Exercise directions | Restate the entries word for word, omitting nothing.

Collection entries:
============
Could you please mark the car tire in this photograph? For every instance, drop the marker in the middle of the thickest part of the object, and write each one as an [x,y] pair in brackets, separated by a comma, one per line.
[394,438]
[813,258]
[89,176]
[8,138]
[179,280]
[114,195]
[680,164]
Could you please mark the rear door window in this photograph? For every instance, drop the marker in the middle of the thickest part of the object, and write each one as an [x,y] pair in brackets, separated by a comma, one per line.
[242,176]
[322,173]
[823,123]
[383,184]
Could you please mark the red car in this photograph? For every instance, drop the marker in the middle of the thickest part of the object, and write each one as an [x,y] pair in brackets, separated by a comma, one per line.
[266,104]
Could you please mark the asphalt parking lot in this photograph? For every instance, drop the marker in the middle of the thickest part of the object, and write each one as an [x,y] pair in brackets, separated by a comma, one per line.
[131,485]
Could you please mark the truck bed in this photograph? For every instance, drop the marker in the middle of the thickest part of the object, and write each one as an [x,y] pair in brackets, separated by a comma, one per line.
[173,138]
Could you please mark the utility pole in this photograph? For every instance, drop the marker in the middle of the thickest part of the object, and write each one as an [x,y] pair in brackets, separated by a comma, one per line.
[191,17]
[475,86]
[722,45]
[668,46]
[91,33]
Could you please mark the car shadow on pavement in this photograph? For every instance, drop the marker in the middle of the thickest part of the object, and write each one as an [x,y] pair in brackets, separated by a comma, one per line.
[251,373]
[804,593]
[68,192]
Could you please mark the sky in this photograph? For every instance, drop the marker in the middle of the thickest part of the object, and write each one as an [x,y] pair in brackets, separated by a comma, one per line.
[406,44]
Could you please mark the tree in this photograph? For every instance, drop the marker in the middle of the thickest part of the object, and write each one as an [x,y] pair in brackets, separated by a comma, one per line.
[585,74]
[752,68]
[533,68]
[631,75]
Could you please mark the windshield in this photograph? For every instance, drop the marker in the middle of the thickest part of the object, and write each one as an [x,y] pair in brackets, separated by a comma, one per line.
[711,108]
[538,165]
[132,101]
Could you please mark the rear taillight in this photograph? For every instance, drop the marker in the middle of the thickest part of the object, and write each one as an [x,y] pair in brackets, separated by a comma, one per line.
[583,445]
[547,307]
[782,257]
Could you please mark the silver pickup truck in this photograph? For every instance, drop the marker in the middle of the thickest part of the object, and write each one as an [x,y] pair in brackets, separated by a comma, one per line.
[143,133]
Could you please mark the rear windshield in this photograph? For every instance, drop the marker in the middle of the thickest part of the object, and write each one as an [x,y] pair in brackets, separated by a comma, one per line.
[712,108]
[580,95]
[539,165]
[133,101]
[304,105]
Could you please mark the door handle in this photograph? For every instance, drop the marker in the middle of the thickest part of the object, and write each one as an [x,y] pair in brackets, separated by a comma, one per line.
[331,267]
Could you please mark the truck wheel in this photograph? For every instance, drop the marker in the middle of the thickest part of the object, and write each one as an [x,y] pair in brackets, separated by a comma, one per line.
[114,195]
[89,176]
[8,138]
============
Full response |
Could you please mark the car tire in this photograph? For every instance, drop the marker in the middle of the thickest part of the object, and write each one as an [x,y] pair in brackets, separated by a comma, one per line.
[394,438]
[813,258]
[89,176]
[8,138]
[179,280]
[114,195]
[680,164]
Could you please mark the rear door window in this photograph? For every instance, drop the marker in the middle of the thickest part of the object, and write each one as an [x,y] pair in brackets, separated by a comma, one per line.
[242,176]
[322,173]
[823,123]
[383,184]
Could you please mark the red car in this photograph? For every instance, drop the marker in the middle of the thickest part of the object, and write each one as an [x,y] pair in brackets, separated by a comma, one per line.
[266,104]
Could you please mark the asphalt parking lot in this photograph? For every instance, drop the marker in the middle of the thickest part of the object, and write each one as an [x,y] pair in brackets, separated by a comma, one per line.
[131,485]
Could you please mark the truck bed in this photograph? For every instance, drop the marker in the middle of the thickest part of the object, and write each one as an [x,y] pair in brackets, separated by a comma, one per line.
[173,138]
Could you please mark the utility pole in this photograph? For every instance, drop the marker in the middle of the thickest part of the object, and write each one as an [x,y] pair in brackets, separated by a comma, one per line.
[191,17]
[475,86]
[722,45]
[668,46]
[91,33]
Could you please mark the car shadow on pavement in this photograph? For every instance, drop the marker in the middle of the thickest part of the object, and write each one as an [x,y] pair in brackets, separated by a comma, one per line.
[251,373]
[804,593]
[68,192]
Could you please mark the sky in this photograph? For every instance, drop the marker in the middle of the thickest part of the object, and write each one as an [x,y] pair in brackets, separated by a comma, one per line.
[406,44]
Could you please mark the tree in this photograph? For every instance, drop the marker in the middle of the thickest part of the object, and write each one as an [x,y] pair in brackets, separated by a comma, one per line.
[585,74]
[752,68]
[533,68]
[631,75]
Could you please mark the windshield in this photograph? For every instance, drop the marker in the middle of the thickest part of the object, and write each one as an [x,y] pair in brackets, separated by a comma, one per line.
[711,108]
[538,165]
[132,101]
Could you please mark the rear taillight in this photograph? For every instance, drop the marker in the middle of the thickest part of the object, and write each one as an [x,y] pair in brackets, separated by a comma, one per line.
[583,445]
[547,307]
[782,257]
Could you please mark the silver pickup truck in this photograph? For every instance, drop the marker in the middle of the thickest part of the object, and write each one as an [x,y] pair in brackets, separated by a comma, one per line.
[143,133]
Could you please mark the rear windshield in this photograph? For every instance, drop the marker in the middle of the thickest part of the object, and write each one as an [x,y] pair in brackets, separated by a comma, one per line.
[712,108]
[580,95]
[539,165]
[133,101]
[304,105]
Could you please mark the door handle in this photograph? For every instance, drop the marker in the middle of the thickest part of the object, and write each one as an [x,y] pair in brackets, separated by a comma, one per line.
[331,267]
Could you please mark the truck wheel in this photograph? For every instance, drop the marker in the middle of the thickest part of the object, and write each one as an [x,y] pair in brackets, separated by a comma, one per line.
[114,195]
[89,176]
[8,138]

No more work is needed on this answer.